**WORK INSTRUCTIONS:** Report the lines of the data below that contain the string "heart".

#### STORED DATA ####

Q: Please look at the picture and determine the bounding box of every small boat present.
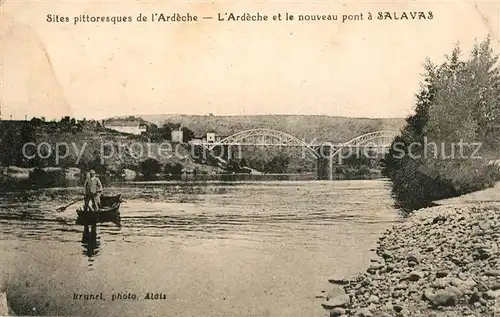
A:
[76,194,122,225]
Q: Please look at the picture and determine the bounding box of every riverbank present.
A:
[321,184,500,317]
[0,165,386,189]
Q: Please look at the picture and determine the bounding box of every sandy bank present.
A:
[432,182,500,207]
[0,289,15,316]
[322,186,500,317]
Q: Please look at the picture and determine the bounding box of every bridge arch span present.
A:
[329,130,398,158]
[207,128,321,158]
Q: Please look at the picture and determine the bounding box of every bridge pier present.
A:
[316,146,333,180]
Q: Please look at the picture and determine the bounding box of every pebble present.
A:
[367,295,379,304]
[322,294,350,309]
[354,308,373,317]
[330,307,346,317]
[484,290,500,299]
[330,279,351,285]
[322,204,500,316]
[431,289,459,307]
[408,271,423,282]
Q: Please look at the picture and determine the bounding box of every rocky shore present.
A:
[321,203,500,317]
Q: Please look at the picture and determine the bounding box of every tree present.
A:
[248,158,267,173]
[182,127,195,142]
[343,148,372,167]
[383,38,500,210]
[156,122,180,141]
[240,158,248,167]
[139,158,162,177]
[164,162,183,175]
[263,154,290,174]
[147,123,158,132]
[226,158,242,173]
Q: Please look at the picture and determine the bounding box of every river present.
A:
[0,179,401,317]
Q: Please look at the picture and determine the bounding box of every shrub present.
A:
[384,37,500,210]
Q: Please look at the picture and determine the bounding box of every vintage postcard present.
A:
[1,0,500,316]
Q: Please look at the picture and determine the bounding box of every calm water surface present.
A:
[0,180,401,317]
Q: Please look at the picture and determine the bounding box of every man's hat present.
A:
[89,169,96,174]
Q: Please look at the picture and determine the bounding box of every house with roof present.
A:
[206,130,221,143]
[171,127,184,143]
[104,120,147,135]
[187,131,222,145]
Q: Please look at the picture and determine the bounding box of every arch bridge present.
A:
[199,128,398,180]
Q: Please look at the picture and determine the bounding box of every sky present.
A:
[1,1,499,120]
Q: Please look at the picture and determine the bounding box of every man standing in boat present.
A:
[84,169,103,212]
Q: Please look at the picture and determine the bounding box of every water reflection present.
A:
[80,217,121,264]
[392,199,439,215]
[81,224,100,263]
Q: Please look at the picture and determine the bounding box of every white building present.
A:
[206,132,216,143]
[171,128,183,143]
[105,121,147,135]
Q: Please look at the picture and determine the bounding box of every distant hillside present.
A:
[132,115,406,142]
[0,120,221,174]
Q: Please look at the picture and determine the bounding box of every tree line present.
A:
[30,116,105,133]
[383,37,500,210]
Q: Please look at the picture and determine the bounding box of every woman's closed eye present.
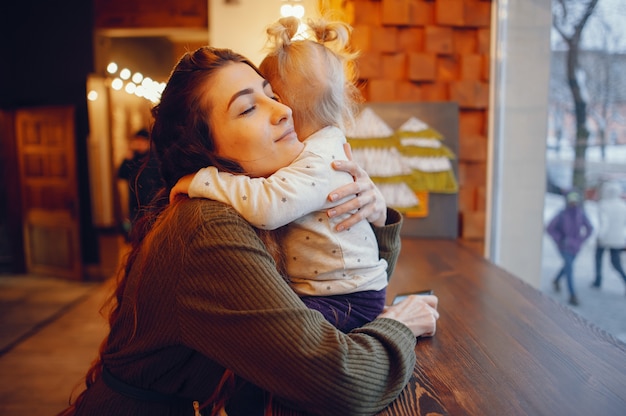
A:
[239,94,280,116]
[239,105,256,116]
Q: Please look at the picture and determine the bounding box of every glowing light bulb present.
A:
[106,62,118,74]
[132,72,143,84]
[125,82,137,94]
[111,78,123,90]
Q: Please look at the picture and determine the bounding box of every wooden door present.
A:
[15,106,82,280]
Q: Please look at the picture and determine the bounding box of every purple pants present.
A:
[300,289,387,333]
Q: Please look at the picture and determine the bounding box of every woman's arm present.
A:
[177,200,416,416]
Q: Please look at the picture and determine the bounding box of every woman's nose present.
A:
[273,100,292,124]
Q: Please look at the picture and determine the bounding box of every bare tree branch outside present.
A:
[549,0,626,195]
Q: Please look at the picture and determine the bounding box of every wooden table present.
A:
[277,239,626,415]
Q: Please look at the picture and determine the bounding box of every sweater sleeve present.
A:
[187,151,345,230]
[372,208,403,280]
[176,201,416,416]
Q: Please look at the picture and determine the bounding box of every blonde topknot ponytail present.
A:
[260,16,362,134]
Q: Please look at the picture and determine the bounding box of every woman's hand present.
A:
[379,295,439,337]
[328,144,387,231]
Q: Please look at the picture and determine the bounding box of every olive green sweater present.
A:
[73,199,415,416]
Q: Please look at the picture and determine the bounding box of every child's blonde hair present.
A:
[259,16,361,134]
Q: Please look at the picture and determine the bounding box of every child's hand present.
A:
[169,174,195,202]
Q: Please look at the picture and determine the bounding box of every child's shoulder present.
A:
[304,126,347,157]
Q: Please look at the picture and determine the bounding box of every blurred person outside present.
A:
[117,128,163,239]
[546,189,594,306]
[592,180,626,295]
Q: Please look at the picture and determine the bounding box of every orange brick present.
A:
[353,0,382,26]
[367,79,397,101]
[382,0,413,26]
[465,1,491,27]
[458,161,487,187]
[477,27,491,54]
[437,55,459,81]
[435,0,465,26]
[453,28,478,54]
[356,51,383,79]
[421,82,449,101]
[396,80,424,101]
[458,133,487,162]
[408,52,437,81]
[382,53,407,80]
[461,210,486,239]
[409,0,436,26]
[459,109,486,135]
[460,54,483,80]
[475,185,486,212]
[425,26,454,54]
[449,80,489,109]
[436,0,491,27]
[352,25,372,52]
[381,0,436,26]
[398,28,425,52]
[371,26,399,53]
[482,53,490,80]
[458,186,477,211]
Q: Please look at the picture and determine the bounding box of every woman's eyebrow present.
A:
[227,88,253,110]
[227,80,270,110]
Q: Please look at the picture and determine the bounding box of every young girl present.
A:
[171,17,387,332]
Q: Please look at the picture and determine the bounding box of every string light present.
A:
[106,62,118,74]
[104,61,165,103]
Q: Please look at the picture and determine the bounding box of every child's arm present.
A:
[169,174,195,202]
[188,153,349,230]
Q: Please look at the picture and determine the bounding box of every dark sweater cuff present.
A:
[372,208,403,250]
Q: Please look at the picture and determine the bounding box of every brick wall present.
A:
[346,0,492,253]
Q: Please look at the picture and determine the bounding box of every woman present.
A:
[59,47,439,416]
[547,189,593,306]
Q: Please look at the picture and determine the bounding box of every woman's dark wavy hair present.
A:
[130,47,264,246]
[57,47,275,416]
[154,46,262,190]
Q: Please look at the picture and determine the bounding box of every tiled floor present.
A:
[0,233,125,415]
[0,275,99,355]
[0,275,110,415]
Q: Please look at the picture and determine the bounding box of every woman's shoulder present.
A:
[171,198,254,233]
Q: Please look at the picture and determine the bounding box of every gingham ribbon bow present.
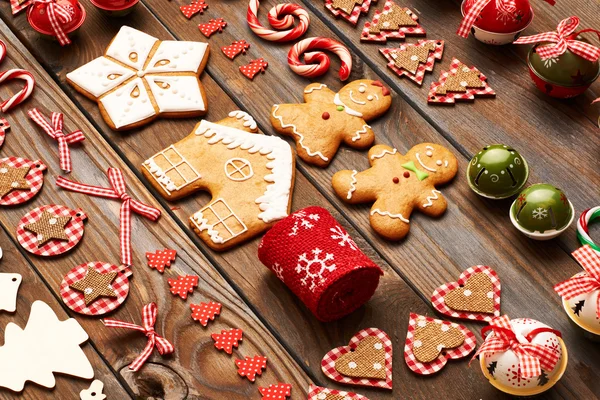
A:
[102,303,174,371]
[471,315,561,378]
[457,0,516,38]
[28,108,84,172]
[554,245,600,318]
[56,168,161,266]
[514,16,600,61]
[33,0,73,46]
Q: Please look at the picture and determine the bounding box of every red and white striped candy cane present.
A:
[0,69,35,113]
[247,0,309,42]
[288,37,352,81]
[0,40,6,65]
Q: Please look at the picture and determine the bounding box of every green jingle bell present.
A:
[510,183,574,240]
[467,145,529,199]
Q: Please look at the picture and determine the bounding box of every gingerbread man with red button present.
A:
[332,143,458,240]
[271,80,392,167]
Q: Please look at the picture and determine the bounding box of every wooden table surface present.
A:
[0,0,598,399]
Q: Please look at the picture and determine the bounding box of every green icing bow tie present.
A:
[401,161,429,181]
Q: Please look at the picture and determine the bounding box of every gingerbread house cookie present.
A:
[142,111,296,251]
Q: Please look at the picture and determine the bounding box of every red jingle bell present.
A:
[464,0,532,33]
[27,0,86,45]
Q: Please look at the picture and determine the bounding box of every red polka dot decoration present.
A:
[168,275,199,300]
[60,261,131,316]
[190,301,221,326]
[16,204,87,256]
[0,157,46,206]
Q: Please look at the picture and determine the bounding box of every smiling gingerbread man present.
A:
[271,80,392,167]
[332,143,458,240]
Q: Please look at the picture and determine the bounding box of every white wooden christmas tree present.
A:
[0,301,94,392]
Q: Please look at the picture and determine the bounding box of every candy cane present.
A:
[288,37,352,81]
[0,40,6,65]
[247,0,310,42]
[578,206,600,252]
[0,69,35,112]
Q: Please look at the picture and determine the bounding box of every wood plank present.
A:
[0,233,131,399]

####
#### STORED DATA ####

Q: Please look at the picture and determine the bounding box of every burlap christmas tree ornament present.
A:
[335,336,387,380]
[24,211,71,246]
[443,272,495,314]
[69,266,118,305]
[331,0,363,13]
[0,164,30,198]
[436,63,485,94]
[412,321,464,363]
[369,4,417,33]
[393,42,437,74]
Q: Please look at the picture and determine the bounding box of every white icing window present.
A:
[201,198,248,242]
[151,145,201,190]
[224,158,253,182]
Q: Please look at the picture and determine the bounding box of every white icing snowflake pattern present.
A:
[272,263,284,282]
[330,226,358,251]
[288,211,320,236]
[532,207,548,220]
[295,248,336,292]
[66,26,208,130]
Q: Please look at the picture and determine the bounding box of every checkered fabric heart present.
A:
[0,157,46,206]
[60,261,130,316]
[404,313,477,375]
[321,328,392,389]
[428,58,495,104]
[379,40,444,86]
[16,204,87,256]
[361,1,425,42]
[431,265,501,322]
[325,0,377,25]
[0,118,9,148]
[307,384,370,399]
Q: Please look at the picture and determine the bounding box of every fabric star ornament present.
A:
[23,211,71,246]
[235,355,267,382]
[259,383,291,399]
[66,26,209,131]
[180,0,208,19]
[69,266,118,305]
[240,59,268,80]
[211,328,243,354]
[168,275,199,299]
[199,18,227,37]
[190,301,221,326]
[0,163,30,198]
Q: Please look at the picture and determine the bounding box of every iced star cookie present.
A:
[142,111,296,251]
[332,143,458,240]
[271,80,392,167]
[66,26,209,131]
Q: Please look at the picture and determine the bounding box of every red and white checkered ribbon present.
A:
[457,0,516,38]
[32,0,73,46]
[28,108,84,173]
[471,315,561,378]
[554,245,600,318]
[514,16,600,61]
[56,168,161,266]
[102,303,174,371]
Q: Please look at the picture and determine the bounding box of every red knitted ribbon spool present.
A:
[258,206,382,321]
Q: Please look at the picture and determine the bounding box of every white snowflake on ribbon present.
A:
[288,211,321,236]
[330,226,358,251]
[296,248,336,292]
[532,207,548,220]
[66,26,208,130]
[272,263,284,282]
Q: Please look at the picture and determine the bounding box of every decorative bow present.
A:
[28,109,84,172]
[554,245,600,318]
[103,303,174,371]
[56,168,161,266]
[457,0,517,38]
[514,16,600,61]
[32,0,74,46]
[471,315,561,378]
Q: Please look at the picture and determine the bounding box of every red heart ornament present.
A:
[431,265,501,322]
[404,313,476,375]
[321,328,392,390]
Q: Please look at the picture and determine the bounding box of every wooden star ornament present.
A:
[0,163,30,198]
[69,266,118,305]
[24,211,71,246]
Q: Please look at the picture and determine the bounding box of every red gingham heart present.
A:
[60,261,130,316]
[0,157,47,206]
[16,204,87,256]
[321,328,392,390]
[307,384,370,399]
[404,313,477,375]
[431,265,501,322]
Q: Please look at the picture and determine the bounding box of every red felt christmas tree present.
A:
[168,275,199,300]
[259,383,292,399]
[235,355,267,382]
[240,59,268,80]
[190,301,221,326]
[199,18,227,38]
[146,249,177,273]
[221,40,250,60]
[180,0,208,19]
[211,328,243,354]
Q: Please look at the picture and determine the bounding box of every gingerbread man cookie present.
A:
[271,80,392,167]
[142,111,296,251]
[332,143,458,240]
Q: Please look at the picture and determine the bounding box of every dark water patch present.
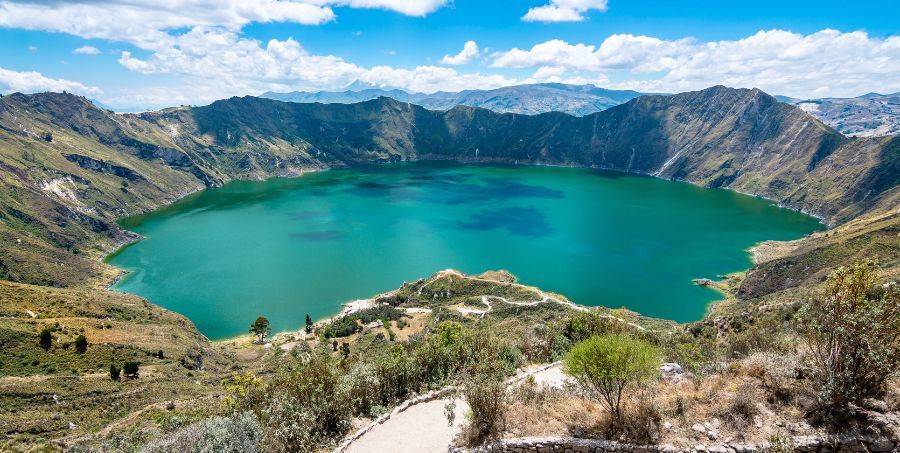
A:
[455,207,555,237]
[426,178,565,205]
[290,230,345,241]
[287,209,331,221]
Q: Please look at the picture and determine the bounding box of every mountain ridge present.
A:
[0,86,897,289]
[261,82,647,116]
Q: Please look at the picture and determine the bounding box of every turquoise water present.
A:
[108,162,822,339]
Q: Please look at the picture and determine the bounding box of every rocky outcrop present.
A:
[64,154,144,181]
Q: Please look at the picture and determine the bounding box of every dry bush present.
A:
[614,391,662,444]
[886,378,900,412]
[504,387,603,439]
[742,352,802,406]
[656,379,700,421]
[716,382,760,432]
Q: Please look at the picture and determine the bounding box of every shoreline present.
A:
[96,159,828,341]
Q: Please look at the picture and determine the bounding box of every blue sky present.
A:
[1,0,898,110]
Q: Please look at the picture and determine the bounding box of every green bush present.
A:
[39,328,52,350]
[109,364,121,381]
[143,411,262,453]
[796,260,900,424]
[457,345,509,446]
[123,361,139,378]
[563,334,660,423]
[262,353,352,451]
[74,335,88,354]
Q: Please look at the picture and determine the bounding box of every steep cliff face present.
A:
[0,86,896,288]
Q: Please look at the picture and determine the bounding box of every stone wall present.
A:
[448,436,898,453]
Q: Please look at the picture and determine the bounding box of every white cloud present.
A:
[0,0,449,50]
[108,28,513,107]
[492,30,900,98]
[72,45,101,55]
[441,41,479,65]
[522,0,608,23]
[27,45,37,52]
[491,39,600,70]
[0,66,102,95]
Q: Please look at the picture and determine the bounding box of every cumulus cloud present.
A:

####

**FINISHED TASK:**
Q: Please look at the picture and determine the bounding box of every checkered fabric heart present.
Q: Please look at the picture and determine the bounding box of every red heart ornament present.
Q: Please look at the picture and determine the bounding box of every red gingham heart present.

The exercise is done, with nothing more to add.